[Saved entries]
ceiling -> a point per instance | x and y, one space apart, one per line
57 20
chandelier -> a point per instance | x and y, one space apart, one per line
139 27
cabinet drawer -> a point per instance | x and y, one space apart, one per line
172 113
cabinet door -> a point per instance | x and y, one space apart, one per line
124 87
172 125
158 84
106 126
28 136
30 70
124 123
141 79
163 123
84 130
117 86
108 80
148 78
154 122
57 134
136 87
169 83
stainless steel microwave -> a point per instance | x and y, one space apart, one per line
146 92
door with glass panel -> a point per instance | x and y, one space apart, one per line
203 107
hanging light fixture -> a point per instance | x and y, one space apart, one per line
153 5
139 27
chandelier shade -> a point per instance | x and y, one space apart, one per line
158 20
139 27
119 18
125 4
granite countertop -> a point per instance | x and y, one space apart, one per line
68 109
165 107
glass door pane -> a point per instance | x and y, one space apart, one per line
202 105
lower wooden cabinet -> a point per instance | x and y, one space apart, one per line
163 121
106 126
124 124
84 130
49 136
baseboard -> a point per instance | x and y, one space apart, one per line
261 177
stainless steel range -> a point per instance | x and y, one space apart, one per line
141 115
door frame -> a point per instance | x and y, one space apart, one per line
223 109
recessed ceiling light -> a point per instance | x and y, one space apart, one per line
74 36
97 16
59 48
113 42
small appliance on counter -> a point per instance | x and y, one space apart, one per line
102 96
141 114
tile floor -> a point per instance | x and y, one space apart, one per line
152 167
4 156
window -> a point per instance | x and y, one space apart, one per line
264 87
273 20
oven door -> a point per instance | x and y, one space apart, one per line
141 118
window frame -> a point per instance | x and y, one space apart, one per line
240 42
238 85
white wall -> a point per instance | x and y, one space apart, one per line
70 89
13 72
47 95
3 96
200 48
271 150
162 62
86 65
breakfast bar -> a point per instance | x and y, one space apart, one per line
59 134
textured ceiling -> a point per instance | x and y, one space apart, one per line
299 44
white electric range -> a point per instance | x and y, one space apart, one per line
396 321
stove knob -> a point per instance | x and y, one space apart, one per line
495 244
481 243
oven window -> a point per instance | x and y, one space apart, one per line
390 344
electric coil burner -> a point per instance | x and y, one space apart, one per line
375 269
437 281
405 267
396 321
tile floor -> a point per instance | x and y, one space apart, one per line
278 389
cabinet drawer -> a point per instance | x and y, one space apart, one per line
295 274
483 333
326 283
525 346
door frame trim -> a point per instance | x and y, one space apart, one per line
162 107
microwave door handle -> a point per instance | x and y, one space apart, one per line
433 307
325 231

**Assigned task:**
Retype each record exactly, leaving nothing out.

**Result of the task:**
ceiling -> a point per instance | x and y, one space apart, one per line
57 20
chandelier -> a point per instance | x and y, one space apart, one per line
139 27
cabinet drawer -> a point per instance | x and y, one space apart, one per line
172 113
cabinet door -> a point per instance | x and y, one space apart, one per line
124 87
172 125
158 84
106 126
28 136
30 70
124 123
141 79
163 123
84 130
117 86
108 80
148 78
154 122
57 134
136 87
169 83
stainless steel microwave -> a point per instance | x and y, one space apart, one per line
146 92
door with glass panel -> a point per instance | x and y, one space apart, one per line
203 107
hanging light fixture -> a point per instance | x and y, one space apart, one per line
153 5
139 27
chandelier shade -> a point per instance | x and y, one space apart, one per line
158 20
139 27
119 18
125 4
granite countertop -> a point per instance | x and y, one space apart, one per line
68 109
165 107
glass door pane -> a point per instance | x and y, one space apart, one per line
202 105
lower wooden cabinet -> a point per instance | x and y, one space apart, one per line
163 121
106 126
124 124
84 130
49 136
baseboard -> a point per instance | x and y, one space apart, one per line
261 177
stainless steel range -> a point per instance | x and y, one space apart, one per line
141 115
door frame -> a point per instance | x and y, one space apart, one per line
223 109
recessed ceiling light -> a point per instance | x and y, one space apart, one per line
74 36
97 16
59 48
113 42
small appliance on counter -> a point per instance | x and y, one space apart, one per line
102 96
141 114
tile floor -> a point per instance | x and y, one space apart, one per line
152 167
4 156
window -> a point per instance | x and y, one space apart, one per line
264 87
273 20
oven door -> a point per instance | x and y, one space apart, one per line
141 118
window frame -> a point per instance | x and y, one space apart, one per line
240 42
238 85
white wall -> a point per instance | x and y, one space apart, one per line
70 89
13 72
47 95
3 96
200 48
271 150
162 62
86 65
breakfast bar -> a point per instance | x and y, one space apart, one per line
59 134
textured ceiling -> a point per instance | x and y, one space apart, one per line
299 44
white electric range -> a point per instance | x and y, one space apart, one per line
396 321
stove knob -> a point per instance | x and y, one space apart, one per line
495 244
481 243
oven window -> a point per instance | x and y, one space apart, one per line
390 344
electric coil burner -> a point per instance | x and y, one space apart, one per line
375 269
437 281
405 267
396 321
tile floor -> a point per instance | x and y, one space apart, one per line
278 389
cabinet drawer -> a point per instance | x and y, one space apart, one per line
295 274
483 333
326 283
525 346
door frame trim -> a point per instance | x and y, one space apart, one per line
162 107
microwave door handle -> a point per instance | x and y, one space apart, one per line
433 307
325 231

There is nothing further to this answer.